[start of Given text]

[m-dev.] Proposal: parsing module for the library.
Ralph Becket
rafe at csse.unimelb.edu.au
Fri Jan 16 18:16:34 AEDT 2009
Zoltan Somogyi, Friday, 16 January 2009:
>
> Same here. The compiler has a couple of modules that use this, inst_match and
> equiv_type_hlds, and I hate it too.
I agree. Here's a relative diff (test case to follow):
--- parsing_utils.m.bak 2009-01-15 13:10:04.935193508 +1100
+++ parsing_utils.m 2009-01-15 14:15:35.413750676 +1100
@@ -1,11 +1,31 @@
-%-----------------------------------------------------------------------------%
-% parsing_utils.m
-% Ralph Becket <rafe at csse.unimelb.edu.au>
-% Tue Jan 13 11:32:49 EST 2009
+%---------------------------------------------------------------------------%
% vim: ft=mercury ts=4 sw=4 et wm=0 tw=0
+%---------------------------------------------------------------------------%
+% Copyright (C) 2009 The University of Melbourne.

[end of Given text]

§ What is asked:
- A) According to the mailing list post, what leads Ralph Becket to send a relative diff? Answer in one to three sentences.
- B) Summarize the mailing list post in two sentences.
- C) Continue the mailing list post from the point where it stops.
The lines that follow are separate material, unrelated to the mailing list post above.

[start of Data listing]

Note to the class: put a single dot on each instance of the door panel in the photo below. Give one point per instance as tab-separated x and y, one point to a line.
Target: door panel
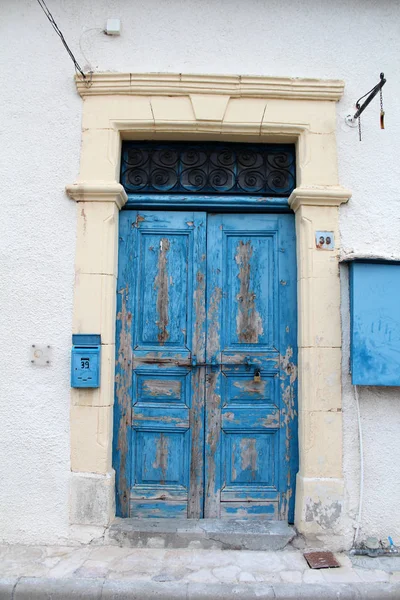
206	381
250	441
167	252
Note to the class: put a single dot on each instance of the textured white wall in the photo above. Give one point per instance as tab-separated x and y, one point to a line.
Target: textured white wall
39	154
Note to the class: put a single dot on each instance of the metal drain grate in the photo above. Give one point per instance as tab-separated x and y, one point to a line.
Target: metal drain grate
321	560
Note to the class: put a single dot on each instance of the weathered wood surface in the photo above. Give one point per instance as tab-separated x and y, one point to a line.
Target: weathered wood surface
212	299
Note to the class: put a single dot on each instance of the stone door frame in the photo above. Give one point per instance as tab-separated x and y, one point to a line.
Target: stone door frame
219	108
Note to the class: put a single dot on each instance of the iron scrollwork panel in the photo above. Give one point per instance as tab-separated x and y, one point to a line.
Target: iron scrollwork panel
258	169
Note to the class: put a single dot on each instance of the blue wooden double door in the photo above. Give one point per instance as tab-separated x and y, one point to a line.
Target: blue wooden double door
205	413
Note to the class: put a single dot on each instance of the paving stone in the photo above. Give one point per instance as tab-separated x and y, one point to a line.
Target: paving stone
244	577
313	576
291	576
197	591
340	575
71	563
227	574
92	569
57	589
7	586
202	576
117	590
109	553
374	576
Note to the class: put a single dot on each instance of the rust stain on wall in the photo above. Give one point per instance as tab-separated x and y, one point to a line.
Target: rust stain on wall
248	321
123	383
161	285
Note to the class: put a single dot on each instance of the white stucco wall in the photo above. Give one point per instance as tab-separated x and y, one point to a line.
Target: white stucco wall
39	154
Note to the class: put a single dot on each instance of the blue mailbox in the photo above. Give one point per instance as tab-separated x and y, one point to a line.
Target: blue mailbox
85	361
375	323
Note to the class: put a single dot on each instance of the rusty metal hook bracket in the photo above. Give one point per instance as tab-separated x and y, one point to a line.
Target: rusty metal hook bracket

[end of Data listing]

§ Expected outputs:
- A) Zoltan Somogyi writes that the compiler has a couple of modules that use this, inst_match and equiv_type_hlds, and that he hates it too. Ralph Becket agrees and replies with a relative diff, with a test case to follow.

- B) On the m-dev list, under the proposal for a parsing module for the library, Ralph Becket agrees with Zoltan Somogyi, who says the compiler's inst_match and equiv_type_hlds modules use this and that he hates it too. Becket posts a relative diff of parsing_utils.m, with a test case to follow, that drops the header lines giving the file name, the author and the date and adds a 2009 copyright line for The University of Melbourne.

- C)
+% This file may only be copied under the terms of the GNU Library General
+% Public License - see the file COPYING.LIB in the Mercury distribution.
+%---------------------------------------------------------------------------%
+%
+% File: parsing_utils.m
+% Author: Ralph Becket <rafe at csse.unimelb.edu.au>
+% Stability: low
+%
+% Utilities for recursive descent parsers. Parsers take at least three
+% arguments: a source (src) containing the input string and a parser
+% state (ps) input/output pair tracking the current offset into the input.
%
-% Utilities for recursive descent parsers.
+% A new src and ps can be constructed by calling
+% new_src_and_ps(InputString, Src, !:PS). Parsing predicates are semidet
+% and typically take the form p(Src, ...input arguments..., Result, !PS).
+% A parser matching variable assignments of the form `x = 42' might be
+% defined like this:
%
+% var_assignment(Src, {Var, Value}, !PS) :-
+% var(Src, Var, !PS),
+% punct(Src, "=", !PS),
+% expr(Src, Expr, !PS).
+%
+%-----------------------------------------------------------------------------%
%-----------------------------------------------------------------------------%
:- module parsing_utils.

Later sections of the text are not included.